● **What the task asks**
Once you have read the records below, restate them word for word.
----------------------------------------
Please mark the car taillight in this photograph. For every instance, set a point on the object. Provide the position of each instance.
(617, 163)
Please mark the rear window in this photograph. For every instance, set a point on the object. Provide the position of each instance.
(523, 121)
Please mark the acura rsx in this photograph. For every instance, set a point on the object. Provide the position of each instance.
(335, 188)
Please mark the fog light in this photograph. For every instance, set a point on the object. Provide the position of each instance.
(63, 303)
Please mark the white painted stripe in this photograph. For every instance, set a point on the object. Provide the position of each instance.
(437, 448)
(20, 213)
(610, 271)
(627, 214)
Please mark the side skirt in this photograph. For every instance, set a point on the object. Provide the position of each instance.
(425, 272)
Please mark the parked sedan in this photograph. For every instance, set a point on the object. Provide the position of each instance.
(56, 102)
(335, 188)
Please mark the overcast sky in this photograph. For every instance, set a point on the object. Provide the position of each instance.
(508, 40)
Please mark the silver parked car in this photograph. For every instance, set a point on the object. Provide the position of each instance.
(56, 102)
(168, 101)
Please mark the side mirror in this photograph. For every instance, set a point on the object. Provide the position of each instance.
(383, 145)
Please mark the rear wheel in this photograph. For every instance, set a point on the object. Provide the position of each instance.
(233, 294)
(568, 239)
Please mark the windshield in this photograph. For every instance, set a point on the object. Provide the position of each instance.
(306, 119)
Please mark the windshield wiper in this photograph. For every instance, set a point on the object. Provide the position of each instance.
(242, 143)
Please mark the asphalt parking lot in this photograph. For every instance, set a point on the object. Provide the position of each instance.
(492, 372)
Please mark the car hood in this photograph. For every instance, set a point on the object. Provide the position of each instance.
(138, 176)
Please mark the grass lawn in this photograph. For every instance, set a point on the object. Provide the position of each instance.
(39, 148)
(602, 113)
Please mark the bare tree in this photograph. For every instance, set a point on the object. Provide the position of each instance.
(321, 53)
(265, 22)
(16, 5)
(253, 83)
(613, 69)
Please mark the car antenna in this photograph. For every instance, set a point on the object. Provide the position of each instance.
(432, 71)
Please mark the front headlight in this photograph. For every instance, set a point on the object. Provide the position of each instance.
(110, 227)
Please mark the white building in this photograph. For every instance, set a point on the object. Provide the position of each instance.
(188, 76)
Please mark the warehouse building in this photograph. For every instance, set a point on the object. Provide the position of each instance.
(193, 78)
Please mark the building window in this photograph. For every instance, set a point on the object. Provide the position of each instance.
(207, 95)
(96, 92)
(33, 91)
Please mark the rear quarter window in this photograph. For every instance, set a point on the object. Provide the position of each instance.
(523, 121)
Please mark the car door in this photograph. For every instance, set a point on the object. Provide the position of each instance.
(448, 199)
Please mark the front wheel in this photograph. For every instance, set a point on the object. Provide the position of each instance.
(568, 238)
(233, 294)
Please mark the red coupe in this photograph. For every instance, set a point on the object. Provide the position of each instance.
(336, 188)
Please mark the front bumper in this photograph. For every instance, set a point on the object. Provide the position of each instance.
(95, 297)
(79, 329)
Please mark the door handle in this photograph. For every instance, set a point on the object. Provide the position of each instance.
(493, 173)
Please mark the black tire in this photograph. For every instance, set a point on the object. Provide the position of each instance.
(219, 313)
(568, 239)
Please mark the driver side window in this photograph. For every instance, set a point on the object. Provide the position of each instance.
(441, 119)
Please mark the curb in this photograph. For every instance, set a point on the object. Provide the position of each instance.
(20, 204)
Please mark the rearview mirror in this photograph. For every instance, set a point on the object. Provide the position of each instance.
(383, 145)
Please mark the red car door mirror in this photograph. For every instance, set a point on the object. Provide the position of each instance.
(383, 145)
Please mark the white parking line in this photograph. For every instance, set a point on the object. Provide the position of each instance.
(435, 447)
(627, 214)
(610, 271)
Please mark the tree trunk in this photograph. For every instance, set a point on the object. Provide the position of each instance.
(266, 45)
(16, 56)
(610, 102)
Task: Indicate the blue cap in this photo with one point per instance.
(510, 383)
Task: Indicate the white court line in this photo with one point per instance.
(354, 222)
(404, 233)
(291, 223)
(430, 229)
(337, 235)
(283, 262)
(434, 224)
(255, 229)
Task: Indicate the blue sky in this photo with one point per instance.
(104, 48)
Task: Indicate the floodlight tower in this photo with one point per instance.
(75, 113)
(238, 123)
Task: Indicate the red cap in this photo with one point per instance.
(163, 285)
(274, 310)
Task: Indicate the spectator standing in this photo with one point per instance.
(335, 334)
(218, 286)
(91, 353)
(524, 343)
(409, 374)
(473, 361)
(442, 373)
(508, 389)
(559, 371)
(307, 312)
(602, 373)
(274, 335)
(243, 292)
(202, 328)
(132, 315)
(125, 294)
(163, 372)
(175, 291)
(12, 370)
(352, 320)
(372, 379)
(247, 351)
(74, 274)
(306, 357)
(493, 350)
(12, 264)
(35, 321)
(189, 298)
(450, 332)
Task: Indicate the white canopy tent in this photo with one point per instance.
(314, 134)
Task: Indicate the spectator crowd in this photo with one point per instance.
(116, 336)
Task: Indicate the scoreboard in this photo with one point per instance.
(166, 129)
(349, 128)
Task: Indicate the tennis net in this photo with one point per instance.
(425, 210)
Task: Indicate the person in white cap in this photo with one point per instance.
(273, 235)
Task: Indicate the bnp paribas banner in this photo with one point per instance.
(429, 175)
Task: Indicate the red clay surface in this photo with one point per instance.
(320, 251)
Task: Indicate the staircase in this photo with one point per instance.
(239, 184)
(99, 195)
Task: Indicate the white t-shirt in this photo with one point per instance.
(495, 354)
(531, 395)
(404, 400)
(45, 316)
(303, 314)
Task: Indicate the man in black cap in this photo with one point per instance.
----------------------------------------
● **Your solution**
Please mark the car taillight in this photograph. For every instance, set a point on the object. Provide the position of each instance.
(617, 163)
Please mark the rear window in this photograph. For every instance, set a point on the object. Provide the position of each instance.
(523, 121)
Please mark the acura rsx in this photograph. For every instance, set a point on the object. Provide the position of each instance.
(335, 188)
Please mark the fog light in this photograph. For every instance, set a point on the object. Provide the position of each instance.
(63, 303)
Please mark the white painted stripe in this photograph. For every instance, set a point on the object. Provide the position of each instance.
(437, 448)
(20, 213)
(610, 271)
(627, 214)
Please mark the side skirt in this photograph. For every instance, set a point on the object. Provide the position of each instance.
(425, 272)
Please mark the parked sedan in this photograph. For every instance, set a point on the object. Provide the position of each instance.
(56, 102)
(335, 188)
Please mark the overcast sky in this photograph. For every instance, set a point on the object. Provide the position of each instance.
(508, 40)
Please mark the silver parked car in this photograph. For every instance, set a point on the object. Provide the position of each instance.
(56, 102)
(168, 101)
Please mark the side mirror in this photograph. For every instance, set a point on the object. Provide the position of each instance.
(383, 145)
Please mark the rear wheel in this photograph. For every instance, set a point on the object. Provide the position of each instance.
(233, 294)
(568, 239)
Please mark the windshield in this photograph. For every instance, set a point on the object. Provide the position of each instance.
(306, 119)
Please mark the windshield wiper in this photograph. For every instance, set a point on the object. Provide the position of each instance.
(242, 143)
Please mark the asphalt parking lot in this photograph. For every instance, set a point on the object. Provide the position of each instance.
(492, 372)
Please mark the car hood in this photograph. For every instance, set a point on the object. Provide the position of each instance.
(138, 176)
Please mark the grass lawn in this photograph. For every instance, set a point on the object. Provide the position of each instance.
(39, 148)
(602, 113)
Please mark the bare tree in this photograph. For every instance, set a point on the object. Provide the position of each instance.
(321, 53)
(265, 22)
(16, 5)
(253, 83)
(613, 69)
Please mark the car antenna in this photograph. For every instance, set a point on the object. Provide the position of each instance.
(432, 71)
Please mark the front headlight in this photograph. For every instance, set a point on the object. Provide the position of each instance.
(110, 227)
Please mark the white building in this photograph. For every instance, set a point on the object. Provide the position of each instance.
(188, 76)
Please mark the warehouse building in this photograph. For every instance, set a point on the object. Provide the position of each instance.
(193, 78)
Please mark the building window in this photograph. For every instance, set a point on the object. Provide the position of each instance.
(207, 95)
(96, 92)
(33, 91)
Please mark the rear quarter window in this photograph. For every instance, set a point on the object. Provide the position of each instance.
(523, 121)
Please mark the car door in this photograph. For every instance, set a point on the object. Provide the position of each instance.
(448, 199)
Please mark the front wheel in this photograph. For every instance, set a point on the object. Provide the position of each instance.
(568, 238)
(233, 294)
Please mark the red coupe in this photograph. For every instance, set a point on the object. Provide the position of each instance.
(336, 188)
Please mark the front bumper in this photograph. For every instance, set a point on the object. Provide the position of each instance.
(95, 297)
(79, 329)
Please mark the door handle in this photograph. For every instance, set a point on the object. Provide the position of each instance.
(493, 173)
Please mark the black tire in this photograph. For every instance, set a point on the object. Provide the position of each instance.
(219, 313)
(568, 239)
Please mark the driver side window in this photograph. For every instance, set a point on the object. Provide the position of each instance.
(441, 119)
Please mark the curb in this photograph. For every instance, set a point on the object. Provide the position of each instance.
(20, 204)
Please mark the rearview mirror in this photograph. For every instance, set a point on the object. Provide the position of each instance.
(383, 145)
Please mark the red car door mirror in this photograph. For every instance, set a point on the object. Provide the position of each instance.
(383, 145)
Please mark the white parking line in this photograph. For every instance, set a point on the object. Provide the position of each instance.
(435, 447)
(627, 214)
(610, 271)
Please mark the tree trunk in this photograph. For every instance, set a point on the object. Provide the position of each instance.
(266, 45)
(16, 56)
(610, 102)
Task: Indicate the blue cap in this photo with one point per instance.
(510, 383)
Task: Indicate the white court line in this photo with one point per instance.
(354, 222)
(404, 233)
(291, 223)
(430, 229)
(337, 235)
(283, 262)
(434, 224)
(255, 229)
Task: Indicate the blue sky in this photo with one point per instance.
(104, 48)
Task: Indicate the floodlight tower in this photo with one point per instance.
(75, 113)
(238, 123)
Task: Indicate the red cap in this photo with one point per instance.
(163, 285)
(274, 310)
Task: Indicate the spectator standing in this photo with one point per instance.
(335, 334)
(218, 286)
(91, 353)
(524, 343)
(409, 374)
(473, 361)
(442, 373)
(508, 389)
(559, 371)
(307, 312)
(602, 373)
(274, 335)
(243, 292)
(202, 328)
(132, 315)
(125, 294)
(163, 372)
(175, 291)
(12, 370)
(352, 320)
(372, 379)
(247, 351)
(74, 274)
(306, 357)
(493, 350)
(12, 264)
(35, 321)
(189, 298)
(450, 332)
Task: Indicate the white canopy tent in this photo with one point per instance.
(314, 134)
Task: Indicate the spectator crowd in this photo with one point per instance.
(116, 336)
Task: Indicate the scoreboard in this photo with one point per instance.
(166, 129)
(349, 128)
Task: Indicate the tennis net in this photo with one point per instance.
(425, 210)
Task: Indicate the person in white cap in this photo with one point per instance.
(273, 235)
Task: Indicate the bnp paribas banner in this photo with one point per instance.
(429, 175)
Task: Indicate the red clay surface in this photo with one point per instance.
(320, 251)
Task: Indicate the staircase in this photo with one point per instance.
(239, 184)
(99, 195)
Task: Indicate the white t-shirt in this photo with one point per instance.
(495, 354)
(531, 395)
(404, 400)
(45, 316)
(303, 314)
Task: Indicate the man in black cap in this photo with one point per instance.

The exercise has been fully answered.